* **BRANO DI TESTO**
**********
Varese | 26 dicembre 2024, 16:19

FOTO Il mio Natale nel silenzio assoluto della Palude Brabbia, rotto solo dalla "risata" del picchio verde. Tra il profumo del bosco e del lago

Il nostro Mario Chiodetti ha trascorso un 25 dicembre diverso tra Palude Brabbia, Inarzo e il porticciolo di Cazzago, immerso nella quiete suprema: solo terra, natura e colori, nessun orpello. Restano negli occhi luci cangianti che scolpiscono le nostre montagne, vestendole come persone, e nell'aria lo spirito di Massimo Soldarini, che alla Lipu ha donato la vita e qui ha lavorato moltissimo per far sì che i ragazzi conoscano queste emozioni e le difendano

Un Natale immerso nella natura, tra Palude Brabbia, Inarzo e il porticciolo di Cazzago, respirando il profumo del bosco e del lago (foto Mario Chiodetti)

Un Natale immerso nella natura, tra Palude Brabbia, Inarzo e il porticciolo di Cazzago, respirando il profumo del bosco e del lago (foto Mario Chiodetti)

Per chi sta solo e per di più è di indole selvatica, il giorno di Natale è sempre un punto interrogativo. Come trascorrerlo? Far finta di niente e trattarlo come un feriale qualsiasi, intrupparsi tra visi sconosciuti e tentare di festeggiare, starsene in casa davanti al magro desco quotidiano - non so cucinare e mangio sempre le stesse cose - aspettando che passi, oppure andare nella natura, camminare, osservare e imparare. Ottima scelta, vado in Palude Brabbia, porto la macchina fotografica e sia quel che sia, la giornata è magnifica, il vento è calato e il Rosa è là in fondo che sorride.
**********
* **DATI FORNITI**
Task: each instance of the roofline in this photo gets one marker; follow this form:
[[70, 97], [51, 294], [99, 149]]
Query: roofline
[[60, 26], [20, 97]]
**********
* **COSE DA FARE**
- a) Restituisci il tratto del brano che va da "Per chi sta" fino a "fondo che sorride.".
- b) Secondo il brano, a quale associazione Massimo Soldarini ha donato la vita?

* **RISPOSTE**
- a)
Per chi sta solo e per di più è di indole selvatica, il giorno di Natale è sempre un punto interrogativo. Come trascorrerlo? Far finta di niente e trattarlo come un feriale qualsiasi, intrupparsi tra visi sconosciuti e tentare di festeggiare, starsene in casa davanti al magro desco quotidiano - non so cucinare e mangio sempre le stesse cose - aspettando che passi, oppure andare nella natura, camminare, osservare e imparare. Ottima scelta, vado in Palude Brabbia, porto la macchina fotografica e sia quel che sia, la giornata è magnifica, il vento è calato e il Rosa è là in fondo che sorride.

- b) Alla Lipu.